■ What needs to be done:
Copy out every item below word for word, leaving out the pictures.

■ Material to process:
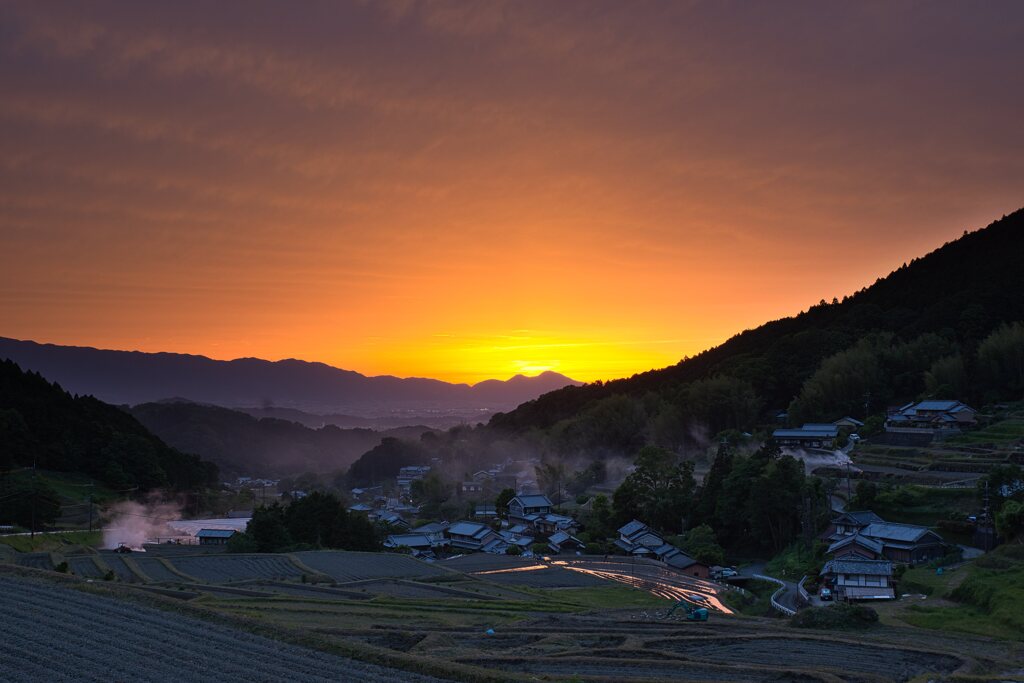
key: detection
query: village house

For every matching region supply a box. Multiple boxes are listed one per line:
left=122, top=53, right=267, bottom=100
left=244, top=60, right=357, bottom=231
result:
left=615, top=519, right=711, bottom=579
left=377, top=510, right=409, bottom=529
left=509, top=494, right=552, bottom=526
left=473, top=503, right=498, bottom=518
left=821, top=557, right=895, bottom=600
left=508, top=494, right=578, bottom=536
left=459, top=480, right=483, bottom=496
left=886, top=400, right=978, bottom=439
left=548, top=531, right=586, bottom=554
left=772, top=423, right=839, bottom=449
left=196, top=528, right=238, bottom=546
left=825, top=510, right=946, bottom=566
left=446, top=521, right=508, bottom=554
left=396, top=465, right=430, bottom=495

■ Response to the task:
key: detection
query: village house

For every matching region supply a box. Multiple boxes are listed one per line:
left=122, top=53, right=267, bottom=100
left=244, top=60, right=357, bottom=231
result:
left=615, top=519, right=711, bottom=579
left=377, top=510, right=409, bottom=529
left=509, top=494, right=552, bottom=526
left=473, top=503, right=498, bottom=518
left=821, top=557, right=895, bottom=600
left=508, top=494, right=578, bottom=536
left=459, top=480, right=483, bottom=496
left=886, top=400, right=978, bottom=439
left=548, top=531, right=586, bottom=554
left=772, top=423, right=839, bottom=449
left=196, top=528, right=238, bottom=546
left=825, top=510, right=946, bottom=566
left=446, top=521, right=508, bottom=554
left=396, top=465, right=430, bottom=495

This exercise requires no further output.